▸ **ARBEITSAUFTRAG 1**:
Beantworte anhand der Buchbesprechung zu „Seelenfresser“ diese Fragen:
(a) Wer hat das Buch aus dem amerikanischen Englisch übersetzt?
(b) In welchem Bundesstaat liegt Rockville?
(c) Wie heißt Treys neue Freundin?
▸ **ARBEITSAUFTRAG 2**:
Führe die Buchbesprechung zu „Seelenfresser“ im Anschluss an ihren letzten Satz weiter.

▸ **VORLIEGENDER TEXT**:

-----

Bryan Smith: Seelenfresser (Buch)

Bryan Smith
Seelenfresser
(Soultaker)
Aus dem amerikanischen Englisch von Manfred Sanders
Festa, 2012, Taschenbuch, 344 Seiten, 13,95 EUR, ISBN 978-3-86552-141-5 (auch als eBook erhältlich)

Von Carsten Kuhr

Rockville ein kleines, verschlafenes Nest in Tennessee. Nie wieder wollte Jake hierher zurückkehren, in das Städtchen, in dem er aufgewachsen ist. Zu bedrückend die Erinnerungen, die ihn mit dem, was man gemeinhin mit dem Begriff Heimat nennt, verbindet.

Ein verarmtes, verelendetes Elternhaus, die Mutter eine sexgeile Schlampe, der Vater und sein Nachfolger versoffene Rohlinge, die es liebten die Kinder zu schlagen und zu missbrauchen. Als seine große Liebe zusammen mit seinem jüngeren Bruder in einem Autowrack stirbt, floh er aus Rockville. Nun ist er zurück. Nicht etwa, weil ihn seine Mutter bedrängt hat, sondern weil er seinen jüngsten Bruder nach wie vor liebt. Trey war die große Ausnahme der Familie. Gute Noten in der High School, eine nette Freundin, er schien die Chance zu haben, aus dem ewigen Teufelskreis aus Gewalt, Armut und Alkohol auszubrechen. Doch dann schlägt Treys Herz für eine neue Freundin; und Myra ist ebenso hübsch wie zügellos – und sie übt einen verheerenden Einfluss nicht nur auf Trey aus, sondern auch auf die Frauen der Stadt aus.

-----

▸ **DATENAUSZÜGE**:
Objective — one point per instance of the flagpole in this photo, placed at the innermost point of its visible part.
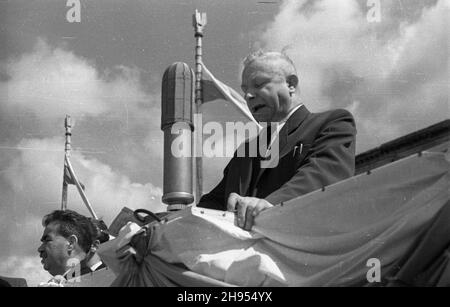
(67, 148)
(199, 22)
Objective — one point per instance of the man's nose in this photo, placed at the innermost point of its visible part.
(249, 96)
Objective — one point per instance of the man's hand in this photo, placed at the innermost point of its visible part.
(247, 208)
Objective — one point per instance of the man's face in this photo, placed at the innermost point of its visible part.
(54, 250)
(267, 91)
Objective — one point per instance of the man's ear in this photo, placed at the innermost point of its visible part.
(292, 81)
(73, 240)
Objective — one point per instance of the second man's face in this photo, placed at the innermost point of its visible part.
(54, 250)
(266, 91)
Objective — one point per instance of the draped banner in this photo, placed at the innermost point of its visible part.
(326, 238)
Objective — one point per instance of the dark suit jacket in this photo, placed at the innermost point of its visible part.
(316, 150)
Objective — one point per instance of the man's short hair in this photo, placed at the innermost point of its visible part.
(72, 223)
(271, 55)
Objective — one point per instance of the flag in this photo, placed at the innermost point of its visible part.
(71, 178)
(69, 175)
(214, 89)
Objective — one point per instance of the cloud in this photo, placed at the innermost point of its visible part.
(392, 75)
(52, 82)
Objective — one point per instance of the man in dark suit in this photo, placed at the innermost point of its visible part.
(314, 149)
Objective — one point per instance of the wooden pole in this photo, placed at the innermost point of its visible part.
(67, 148)
(199, 22)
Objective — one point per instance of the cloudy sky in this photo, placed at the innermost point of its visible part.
(390, 70)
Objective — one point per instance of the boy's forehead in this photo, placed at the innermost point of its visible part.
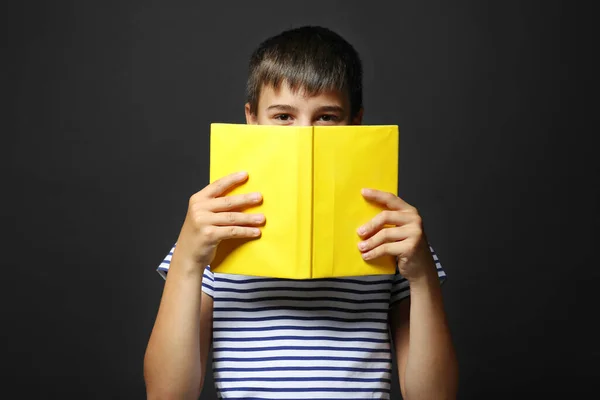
(284, 92)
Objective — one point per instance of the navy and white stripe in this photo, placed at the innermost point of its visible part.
(302, 339)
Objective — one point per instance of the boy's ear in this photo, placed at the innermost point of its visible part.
(357, 119)
(251, 119)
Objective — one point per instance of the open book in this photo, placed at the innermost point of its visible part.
(310, 178)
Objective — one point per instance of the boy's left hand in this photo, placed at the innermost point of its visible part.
(396, 231)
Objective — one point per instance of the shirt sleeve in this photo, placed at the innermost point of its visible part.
(208, 279)
(400, 287)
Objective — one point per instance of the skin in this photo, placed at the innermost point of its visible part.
(175, 361)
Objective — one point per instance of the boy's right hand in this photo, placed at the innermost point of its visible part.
(212, 217)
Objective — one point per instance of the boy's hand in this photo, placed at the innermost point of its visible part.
(212, 217)
(397, 231)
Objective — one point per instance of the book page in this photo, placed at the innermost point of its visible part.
(347, 159)
(279, 163)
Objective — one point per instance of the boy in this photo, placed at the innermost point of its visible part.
(301, 339)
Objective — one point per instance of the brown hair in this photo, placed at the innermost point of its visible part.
(311, 58)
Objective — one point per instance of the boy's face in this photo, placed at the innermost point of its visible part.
(283, 106)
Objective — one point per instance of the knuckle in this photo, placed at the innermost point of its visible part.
(234, 231)
(386, 215)
(210, 233)
(418, 220)
(230, 217)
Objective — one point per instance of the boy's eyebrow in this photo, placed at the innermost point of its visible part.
(282, 107)
(337, 109)
(287, 107)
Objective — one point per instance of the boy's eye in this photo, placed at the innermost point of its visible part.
(329, 118)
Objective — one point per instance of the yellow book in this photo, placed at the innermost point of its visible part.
(310, 178)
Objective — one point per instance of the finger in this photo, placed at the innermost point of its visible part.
(396, 249)
(386, 199)
(386, 217)
(387, 235)
(223, 185)
(236, 219)
(235, 232)
(228, 203)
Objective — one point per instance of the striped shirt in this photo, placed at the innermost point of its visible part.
(302, 339)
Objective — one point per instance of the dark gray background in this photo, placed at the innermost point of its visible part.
(106, 137)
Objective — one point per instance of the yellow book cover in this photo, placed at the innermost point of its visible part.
(310, 178)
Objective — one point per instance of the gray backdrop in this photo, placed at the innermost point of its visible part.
(106, 137)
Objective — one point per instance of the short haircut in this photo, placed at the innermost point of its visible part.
(309, 58)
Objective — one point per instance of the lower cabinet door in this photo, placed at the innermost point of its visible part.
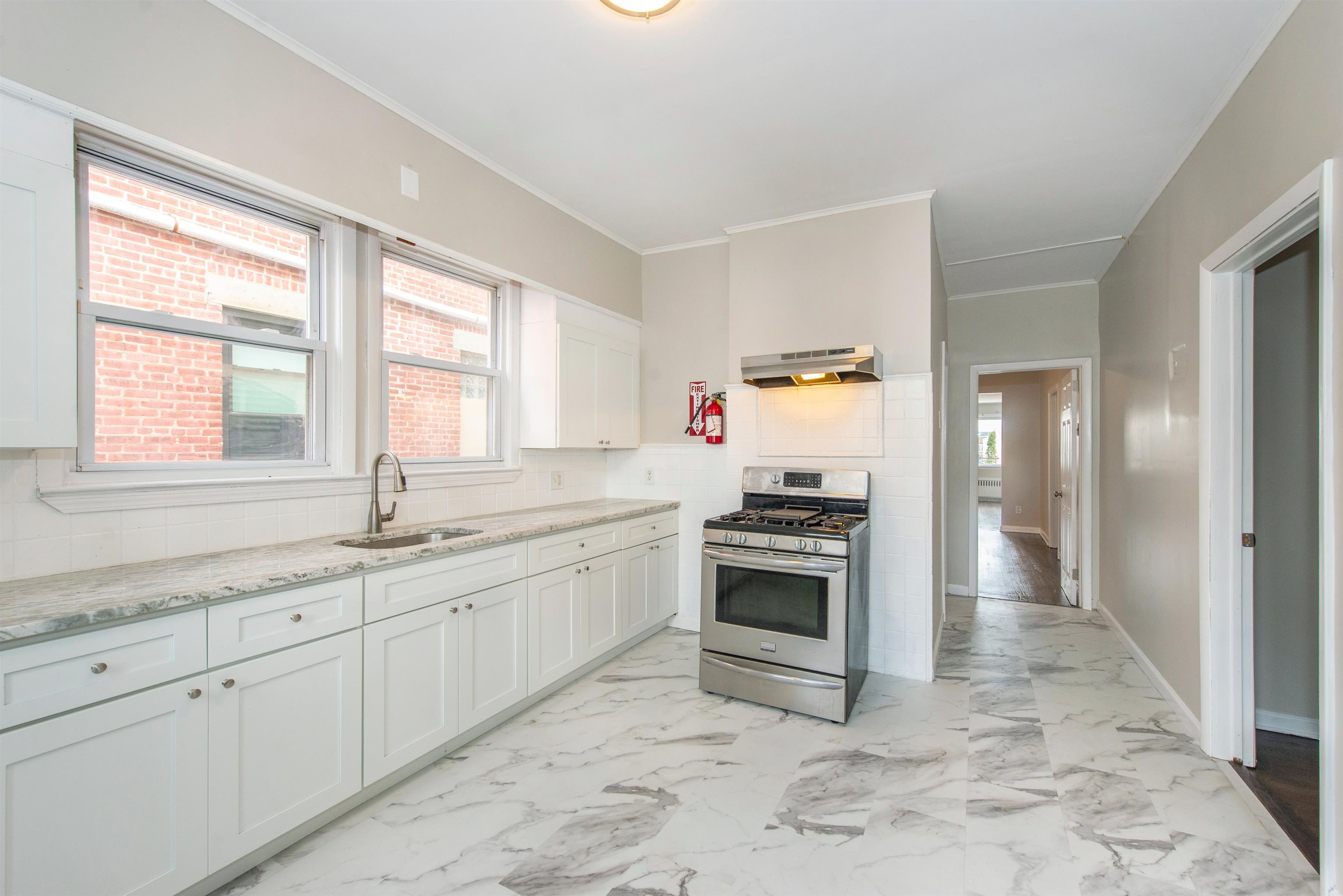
(284, 742)
(410, 687)
(493, 652)
(554, 633)
(109, 800)
(603, 605)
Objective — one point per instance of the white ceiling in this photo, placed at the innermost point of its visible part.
(1037, 123)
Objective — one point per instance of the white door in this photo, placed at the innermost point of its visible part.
(1068, 442)
(284, 742)
(641, 587)
(38, 312)
(492, 652)
(668, 591)
(108, 800)
(621, 392)
(603, 605)
(581, 401)
(410, 687)
(554, 637)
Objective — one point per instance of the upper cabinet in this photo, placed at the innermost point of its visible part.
(38, 313)
(581, 377)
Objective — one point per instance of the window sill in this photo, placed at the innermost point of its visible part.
(132, 496)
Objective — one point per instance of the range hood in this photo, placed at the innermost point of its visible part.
(817, 367)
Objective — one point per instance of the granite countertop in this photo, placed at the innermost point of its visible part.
(76, 600)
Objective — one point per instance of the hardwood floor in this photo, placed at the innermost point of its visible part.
(1287, 781)
(1016, 566)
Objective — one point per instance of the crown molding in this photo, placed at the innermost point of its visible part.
(1024, 289)
(824, 213)
(387, 103)
(677, 248)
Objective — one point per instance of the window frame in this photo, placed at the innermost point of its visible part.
(498, 375)
(171, 177)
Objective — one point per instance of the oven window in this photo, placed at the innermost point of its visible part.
(772, 601)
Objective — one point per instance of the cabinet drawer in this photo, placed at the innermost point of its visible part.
(54, 676)
(260, 625)
(649, 528)
(557, 550)
(421, 585)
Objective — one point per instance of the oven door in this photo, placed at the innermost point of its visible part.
(786, 609)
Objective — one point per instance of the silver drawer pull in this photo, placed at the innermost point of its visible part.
(774, 676)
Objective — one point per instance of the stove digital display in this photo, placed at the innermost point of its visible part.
(801, 480)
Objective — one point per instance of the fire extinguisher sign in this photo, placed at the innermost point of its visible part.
(697, 401)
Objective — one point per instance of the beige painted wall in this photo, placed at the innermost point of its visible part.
(192, 74)
(1284, 120)
(841, 280)
(685, 336)
(1029, 326)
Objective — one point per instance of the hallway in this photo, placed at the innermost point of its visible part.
(1016, 566)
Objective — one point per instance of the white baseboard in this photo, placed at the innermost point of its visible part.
(1190, 720)
(1286, 725)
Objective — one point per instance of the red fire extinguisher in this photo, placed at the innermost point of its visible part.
(713, 420)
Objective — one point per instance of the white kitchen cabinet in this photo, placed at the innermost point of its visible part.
(38, 312)
(284, 742)
(111, 800)
(581, 377)
(651, 585)
(492, 653)
(410, 687)
(554, 626)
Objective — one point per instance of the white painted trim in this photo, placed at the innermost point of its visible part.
(1287, 725)
(677, 248)
(824, 213)
(1154, 674)
(1237, 78)
(129, 496)
(391, 105)
(1088, 499)
(1032, 252)
(1024, 289)
(278, 190)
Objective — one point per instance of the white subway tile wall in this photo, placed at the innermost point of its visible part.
(37, 539)
(707, 480)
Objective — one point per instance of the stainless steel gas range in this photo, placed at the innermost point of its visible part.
(785, 591)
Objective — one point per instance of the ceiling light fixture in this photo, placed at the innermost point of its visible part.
(641, 8)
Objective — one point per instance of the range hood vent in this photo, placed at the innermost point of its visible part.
(816, 367)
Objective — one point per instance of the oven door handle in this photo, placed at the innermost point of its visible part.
(774, 562)
(774, 676)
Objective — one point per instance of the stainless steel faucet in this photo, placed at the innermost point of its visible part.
(375, 512)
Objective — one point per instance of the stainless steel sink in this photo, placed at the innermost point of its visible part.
(393, 541)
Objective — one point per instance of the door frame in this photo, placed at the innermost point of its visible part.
(1086, 501)
(1225, 611)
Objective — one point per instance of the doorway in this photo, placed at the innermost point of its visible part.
(1026, 539)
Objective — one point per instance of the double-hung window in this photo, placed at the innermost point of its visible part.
(201, 322)
(441, 362)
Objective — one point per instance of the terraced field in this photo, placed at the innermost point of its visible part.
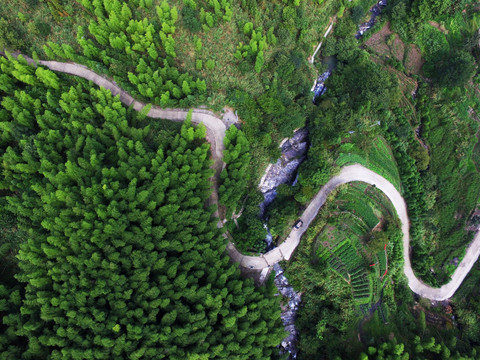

-----

▸ **SCHRIFTLICHE ANTWORT 1**:
(a) Das Buch wurde von Manfred Sanders übersetzt.
(b) Rockville liegt in Tennessee.
(c) Treys neue Freundin heißt Myra.

▸ **SCHRIFTLICHE ANTWORT 2**:
Kaum angekommen sieht sich Jake in einem Strudel aus Gewalt, sexueller Ausschweifungen und Perversionen konfrontiert, der sich wie der Albtraum eines verwirrten Perverslings entwickelt. Menschen werden gehäutet, aufgeschlitzt und geköpft, ihre Innereien verspeist, ihre Körper missbraucht. Es ist die Zeit der Lamina, einer Dämonin, die die Frauen aus ihrer Rolle als geknechtete Liebesdienerinnen ihrer Männer befreit und ihnen das bietet, was sie eigentlich nicht oder doch wollen – Rache. Die Seelenernte steht bevor, denn die Lamina hat Hunger; nicht nach Körpersäften oder Gefühlen, sondern nach Seelen…

Nach „Verkommen“ legt Frank Festa den zweiten von drei angekündigten Romanen seines neuen Star-Autors vor. Im Untertitel plakatiert er „Amerikas Slasher-König“ – und so übertrieben sich dies auf den ersten Blick anhören mag, es trifft den Kern der Sache.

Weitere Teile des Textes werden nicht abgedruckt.